BNs can be extended to capture temporal relationships between the variables [104, 262, 258, 218]. In a dynamic BN, the joint probability factorizes into local probabilities of each node associated with every time point, where the parents of a node can include nodes from previous time points. Another class of methods based on differential equations (DEs), which models the rate of change in the expression level of a gene as a function of the expression of other genes with different functional forms [32, 206, 12]. In addition to the issue of computational complexity, another drawback of these methods lies in the nature of data required to perform extensive inference. More sample measurements need taken on a slowly changing system or finely spaced in time in order to capture the underlying dynamics. Attempts to capture these causal and dynamic relationships in gene networks for higher organisms using expression data alone have had limited success; auxiliary information from other data sources (e.g. protein-protein interaction, ChIP-seq) can increase our chances in characterizing the complexity in a more realistic and accurate way [224, 240].

Beyond traditional studies: recent advancements and future trends

Most of the methods discussed above focus on analyzing a single gene expression dataset, which suffers from the dimensionality curse (pn problem). To obtain a more complete picture, one step further is to perform integrated analysis on gene expression data generated by different groups [223, 155] to increase n, and even other types of data such as TF binding, protein-protein interaction (PPI), which provide direct physical evidence of regulatory interactions [11, 117, 138].

Activities:
A – Check each statement against the gene network passage and answer yes or no, quoting the words from it that decide. (i) In a dynamic BN, a node's parents can include nodes from earlier time points. (ii) Using expression data alone has worked well for capturing causal relationships in gene networks of higher organisms. (iii) TF binding and protein-protein interaction data give direct physical evidence of regulatory interactions.
B – Extend the gene network passage by writing what comes after its last sentence.

Excerpted data:
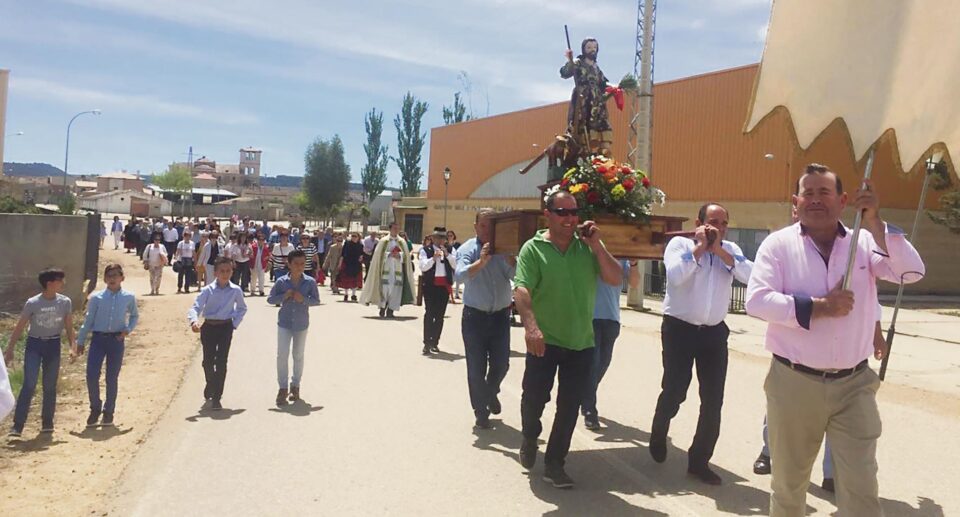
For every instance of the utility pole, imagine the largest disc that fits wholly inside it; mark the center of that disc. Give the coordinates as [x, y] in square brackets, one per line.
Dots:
[641, 123]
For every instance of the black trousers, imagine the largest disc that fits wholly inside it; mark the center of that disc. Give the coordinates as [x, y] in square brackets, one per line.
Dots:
[572, 370]
[216, 347]
[435, 299]
[686, 346]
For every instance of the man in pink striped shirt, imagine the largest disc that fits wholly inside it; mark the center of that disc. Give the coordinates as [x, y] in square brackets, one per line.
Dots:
[820, 336]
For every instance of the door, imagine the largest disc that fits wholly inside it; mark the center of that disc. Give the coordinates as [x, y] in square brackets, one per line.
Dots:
[413, 225]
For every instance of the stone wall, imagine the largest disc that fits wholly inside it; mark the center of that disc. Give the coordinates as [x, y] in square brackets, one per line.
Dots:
[36, 242]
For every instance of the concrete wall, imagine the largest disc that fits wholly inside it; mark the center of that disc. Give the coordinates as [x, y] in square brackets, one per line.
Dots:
[4, 80]
[37, 242]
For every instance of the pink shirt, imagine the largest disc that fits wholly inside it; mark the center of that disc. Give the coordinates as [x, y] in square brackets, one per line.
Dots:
[789, 272]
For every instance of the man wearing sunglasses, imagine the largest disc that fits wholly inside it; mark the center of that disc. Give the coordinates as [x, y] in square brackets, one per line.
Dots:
[555, 292]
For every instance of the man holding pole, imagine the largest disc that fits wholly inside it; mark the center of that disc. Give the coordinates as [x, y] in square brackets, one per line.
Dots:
[821, 335]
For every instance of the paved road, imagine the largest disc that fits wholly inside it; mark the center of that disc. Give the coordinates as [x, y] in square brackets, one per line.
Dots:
[387, 431]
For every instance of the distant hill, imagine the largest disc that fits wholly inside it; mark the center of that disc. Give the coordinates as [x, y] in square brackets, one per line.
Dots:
[30, 169]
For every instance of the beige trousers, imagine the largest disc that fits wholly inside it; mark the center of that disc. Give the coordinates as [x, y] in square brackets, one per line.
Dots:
[156, 274]
[800, 409]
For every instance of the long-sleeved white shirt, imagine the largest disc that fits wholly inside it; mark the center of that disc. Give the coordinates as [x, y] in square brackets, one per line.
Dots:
[698, 292]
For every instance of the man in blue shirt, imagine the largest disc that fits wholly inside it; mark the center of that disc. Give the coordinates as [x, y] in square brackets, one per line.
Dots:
[486, 318]
[295, 293]
[111, 317]
[606, 330]
[222, 307]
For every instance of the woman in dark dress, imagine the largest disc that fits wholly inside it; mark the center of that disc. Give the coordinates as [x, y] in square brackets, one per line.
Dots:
[350, 274]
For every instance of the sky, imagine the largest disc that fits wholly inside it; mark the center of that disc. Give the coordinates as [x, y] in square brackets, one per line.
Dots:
[219, 75]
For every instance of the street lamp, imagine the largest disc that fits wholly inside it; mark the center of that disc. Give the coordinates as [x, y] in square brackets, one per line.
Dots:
[66, 157]
[446, 184]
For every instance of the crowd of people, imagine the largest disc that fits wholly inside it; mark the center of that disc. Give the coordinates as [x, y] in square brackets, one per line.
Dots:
[566, 287]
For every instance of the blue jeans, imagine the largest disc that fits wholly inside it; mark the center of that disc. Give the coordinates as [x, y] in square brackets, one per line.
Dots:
[605, 334]
[486, 343]
[39, 353]
[284, 338]
[827, 453]
[109, 347]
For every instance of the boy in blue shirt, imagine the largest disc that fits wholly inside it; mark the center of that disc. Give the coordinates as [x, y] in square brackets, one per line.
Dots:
[295, 293]
[111, 316]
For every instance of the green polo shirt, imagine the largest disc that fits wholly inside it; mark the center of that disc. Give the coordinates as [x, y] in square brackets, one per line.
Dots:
[563, 288]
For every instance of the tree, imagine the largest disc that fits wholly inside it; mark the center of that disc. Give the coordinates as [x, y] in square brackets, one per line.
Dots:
[327, 174]
[949, 202]
[373, 176]
[176, 178]
[410, 144]
[457, 112]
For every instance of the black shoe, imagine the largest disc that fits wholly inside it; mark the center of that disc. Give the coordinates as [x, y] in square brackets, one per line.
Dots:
[494, 406]
[557, 477]
[761, 467]
[658, 447]
[828, 485]
[528, 453]
[704, 474]
[591, 422]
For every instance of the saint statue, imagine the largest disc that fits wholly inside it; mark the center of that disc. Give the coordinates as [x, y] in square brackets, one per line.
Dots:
[587, 118]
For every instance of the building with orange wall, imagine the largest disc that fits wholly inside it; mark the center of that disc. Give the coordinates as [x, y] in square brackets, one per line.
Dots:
[700, 154]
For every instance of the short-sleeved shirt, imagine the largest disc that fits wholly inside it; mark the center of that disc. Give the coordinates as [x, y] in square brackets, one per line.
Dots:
[47, 317]
[563, 288]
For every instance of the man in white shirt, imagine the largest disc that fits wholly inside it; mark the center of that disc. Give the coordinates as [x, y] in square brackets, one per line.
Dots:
[170, 238]
[437, 266]
[700, 274]
[184, 255]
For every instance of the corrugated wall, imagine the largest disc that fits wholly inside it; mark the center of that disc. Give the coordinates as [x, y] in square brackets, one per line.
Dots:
[699, 150]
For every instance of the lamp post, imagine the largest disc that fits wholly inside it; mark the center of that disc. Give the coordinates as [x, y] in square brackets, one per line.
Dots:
[66, 157]
[446, 184]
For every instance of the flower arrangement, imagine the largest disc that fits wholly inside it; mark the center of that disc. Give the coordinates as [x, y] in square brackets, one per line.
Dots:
[604, 186]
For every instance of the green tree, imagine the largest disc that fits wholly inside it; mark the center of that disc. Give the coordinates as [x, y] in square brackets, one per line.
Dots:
[327, 174]
[457, 112]
[373, 176]
[949, 215]
[410, 144]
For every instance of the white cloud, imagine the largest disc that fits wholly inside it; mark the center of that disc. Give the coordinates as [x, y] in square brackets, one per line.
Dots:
[84, 98]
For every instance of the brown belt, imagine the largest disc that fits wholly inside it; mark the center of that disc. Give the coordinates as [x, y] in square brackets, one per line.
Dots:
[826, 374]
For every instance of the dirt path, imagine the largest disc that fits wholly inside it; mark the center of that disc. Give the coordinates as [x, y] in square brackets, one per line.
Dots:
[71, 471]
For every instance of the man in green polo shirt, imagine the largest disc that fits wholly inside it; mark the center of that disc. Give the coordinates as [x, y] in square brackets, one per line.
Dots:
[555, 290]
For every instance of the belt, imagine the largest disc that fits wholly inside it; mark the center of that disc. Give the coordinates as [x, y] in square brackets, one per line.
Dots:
[488, 313]
[690, 325]
[825, 374]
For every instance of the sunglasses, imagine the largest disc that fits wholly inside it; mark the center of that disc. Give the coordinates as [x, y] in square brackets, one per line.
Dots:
[564, 212]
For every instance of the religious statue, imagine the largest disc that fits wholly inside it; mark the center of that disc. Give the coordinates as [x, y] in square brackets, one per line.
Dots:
[587, 118]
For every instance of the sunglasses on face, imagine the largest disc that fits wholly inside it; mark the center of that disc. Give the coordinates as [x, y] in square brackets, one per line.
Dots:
[564, 212]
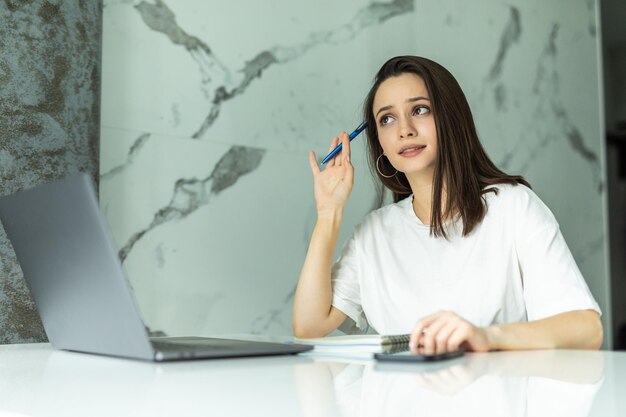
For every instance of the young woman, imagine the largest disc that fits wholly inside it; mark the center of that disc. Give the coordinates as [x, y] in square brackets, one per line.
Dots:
[467, 256]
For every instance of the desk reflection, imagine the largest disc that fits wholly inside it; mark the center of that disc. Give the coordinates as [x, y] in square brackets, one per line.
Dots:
[539, 383]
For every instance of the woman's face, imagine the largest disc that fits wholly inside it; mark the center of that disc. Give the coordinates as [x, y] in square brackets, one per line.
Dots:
[406, 125]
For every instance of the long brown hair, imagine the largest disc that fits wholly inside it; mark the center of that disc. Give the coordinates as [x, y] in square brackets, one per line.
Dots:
[462, 166]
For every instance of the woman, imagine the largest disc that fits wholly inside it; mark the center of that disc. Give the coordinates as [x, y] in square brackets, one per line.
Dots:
[467, 256]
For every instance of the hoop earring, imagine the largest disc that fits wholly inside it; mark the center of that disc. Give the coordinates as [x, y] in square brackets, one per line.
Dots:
[380, 172]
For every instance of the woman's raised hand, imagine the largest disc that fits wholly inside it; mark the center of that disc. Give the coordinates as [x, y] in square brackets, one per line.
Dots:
[333, 184]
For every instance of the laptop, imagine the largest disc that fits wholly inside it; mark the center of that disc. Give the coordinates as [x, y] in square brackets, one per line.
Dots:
[86, 304]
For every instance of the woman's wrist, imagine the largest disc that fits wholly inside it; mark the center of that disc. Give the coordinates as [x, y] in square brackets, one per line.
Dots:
[493, 335]
[333, 215]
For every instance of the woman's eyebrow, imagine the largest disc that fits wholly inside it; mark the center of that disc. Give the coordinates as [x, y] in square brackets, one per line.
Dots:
[408, 100]
[412, 99]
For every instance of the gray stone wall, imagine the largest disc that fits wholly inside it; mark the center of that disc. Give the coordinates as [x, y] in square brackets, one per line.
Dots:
[49, 120]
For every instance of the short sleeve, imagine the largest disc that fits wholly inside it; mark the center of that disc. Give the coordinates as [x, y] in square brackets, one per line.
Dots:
[552, 281]
[346, 287]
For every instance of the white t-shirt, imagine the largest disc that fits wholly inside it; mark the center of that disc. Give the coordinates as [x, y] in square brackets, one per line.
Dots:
[514, 266]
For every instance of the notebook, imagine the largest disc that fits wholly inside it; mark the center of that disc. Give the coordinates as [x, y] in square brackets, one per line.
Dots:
[86, 304]
[357, 345]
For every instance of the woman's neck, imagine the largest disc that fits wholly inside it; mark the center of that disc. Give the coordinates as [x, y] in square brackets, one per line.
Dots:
[422, 189]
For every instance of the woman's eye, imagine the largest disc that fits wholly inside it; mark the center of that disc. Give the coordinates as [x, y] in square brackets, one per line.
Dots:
[385, 120]
[421, 110]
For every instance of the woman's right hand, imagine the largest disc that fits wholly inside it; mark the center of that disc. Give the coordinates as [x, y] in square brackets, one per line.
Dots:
[333, 184]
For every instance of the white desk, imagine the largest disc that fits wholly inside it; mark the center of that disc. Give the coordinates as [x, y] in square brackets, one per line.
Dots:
[36, 380]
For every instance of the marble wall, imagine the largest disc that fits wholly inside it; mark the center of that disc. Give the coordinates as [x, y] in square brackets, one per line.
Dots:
[49, 120]
[209, 110]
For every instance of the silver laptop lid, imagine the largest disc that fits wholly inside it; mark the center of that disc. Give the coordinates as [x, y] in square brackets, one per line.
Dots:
[72, 268]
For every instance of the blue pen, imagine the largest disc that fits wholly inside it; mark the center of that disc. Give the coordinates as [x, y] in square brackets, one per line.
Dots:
[352, 135]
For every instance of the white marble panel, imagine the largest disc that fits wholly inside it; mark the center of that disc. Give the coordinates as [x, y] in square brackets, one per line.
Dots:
[247, 88]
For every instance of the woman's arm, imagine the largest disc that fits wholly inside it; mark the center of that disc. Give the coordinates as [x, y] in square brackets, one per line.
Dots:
[313, 313]
[445, 331]
[580, 329]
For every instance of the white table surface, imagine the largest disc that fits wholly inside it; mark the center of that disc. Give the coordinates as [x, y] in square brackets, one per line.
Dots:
[36, 380]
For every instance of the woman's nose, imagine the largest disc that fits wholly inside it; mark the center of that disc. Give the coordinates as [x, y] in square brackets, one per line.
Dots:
[407, 130]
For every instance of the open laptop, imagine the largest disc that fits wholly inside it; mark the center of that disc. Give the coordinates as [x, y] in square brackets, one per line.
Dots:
[74, 273]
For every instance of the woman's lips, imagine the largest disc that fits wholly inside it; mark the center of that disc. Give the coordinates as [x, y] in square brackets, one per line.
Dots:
[410, 151]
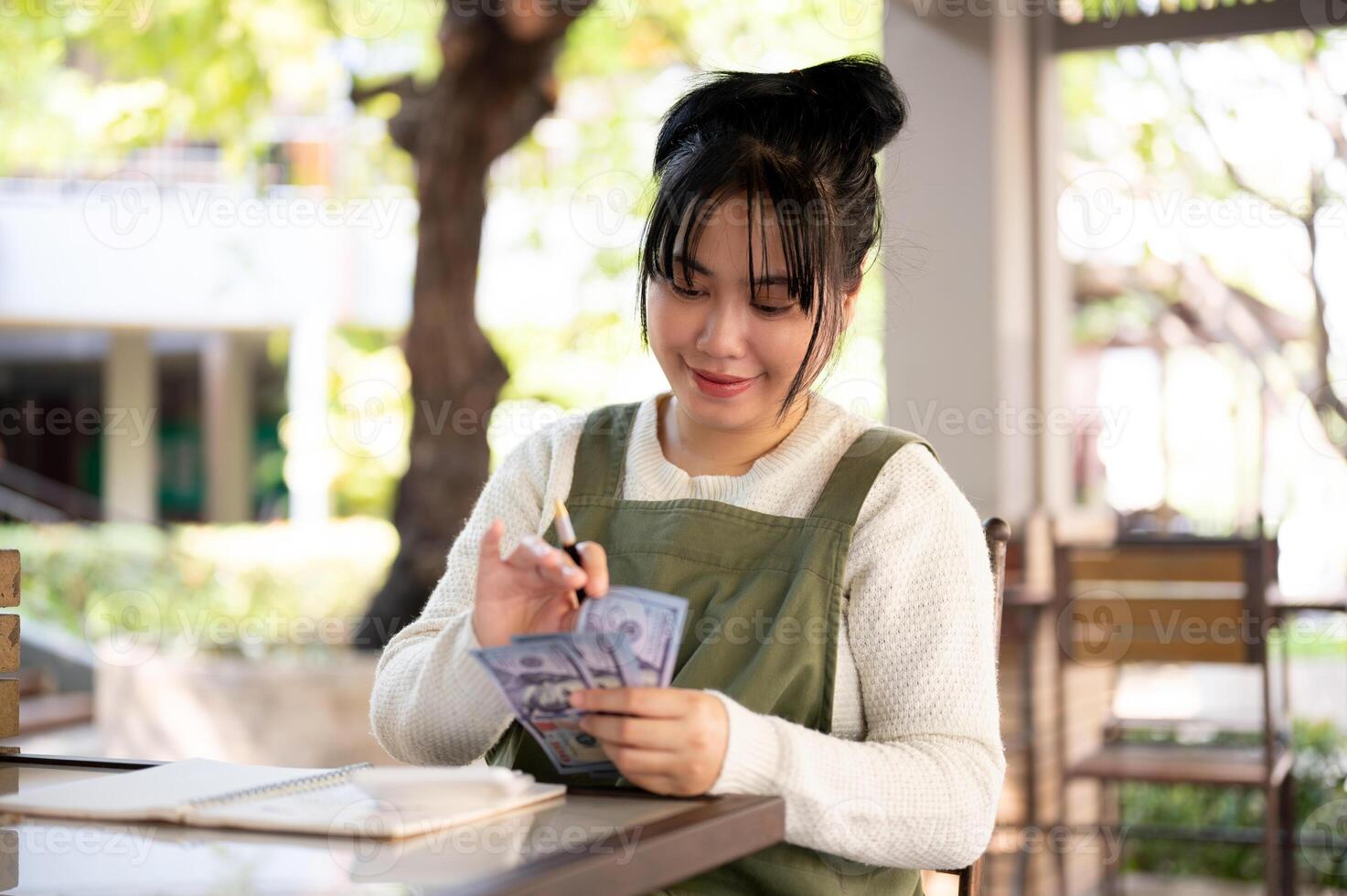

Responses to the exercise:
A –
(i) Yes: "the parents of a node can include nodes from previous time points"
(ii) No: "have had limited success"
(iii) Yes: "which provide direct physical evidence of regulatory interactions"

B –
It is worth noting that recent advances in single-cell sequencing technology are offering a new perspective on studying gene pathway with gene expression information. For instance, single-cell RNA-seq (scRNA-seq) data can measure gene functional activities at individual cell resolution and thus has potential to characterize gene regulatory actions with cell-to-cell variability [28, 140, 57]. However, despite these attractive and promising features, the high noise level in typical single-cell experiments as well as the dynamics of individual cells also present new challenges for developing statistical methods for data preprocessing and network / pathway inference. We will discuss single-cell data in more detail in Section 3.

In addition to computationally inferred gene-gene interactions, extensive experiments also have provided sets of “true” interactions in some species. For example, genome-wide experimental screening of gene-gene interactions have been carried out in yeast with high-throughput techniques (SGA, [209]; E-MAP, [185]), whereas screening these interactions in higher organisms require more restrictive techniques and have achieved much less coverage [116, 47, 124]. These experimentally validated interactions can be found in databases such as RegulonDB and KEGG [181, 153]. Comparing results from various computational methods against these validated interactions allows us to assess the performance of each method. Some of these comparisons also suggest different computational methods can lead to quite disparate sets of predicted interactions [42, 137]. As a result, the use of ensemble methods [86, 136] has been proposed to achieve more stable and accurate outcomes via bootstrapping and aggregation. Overall, constructing a complete catalog of gene interactions remains challenging due to the extensive scale of the problem. On the other hand, more specific biological goals and prior knowledge can help us narrow down possible approaches and lead to plausible simplifications.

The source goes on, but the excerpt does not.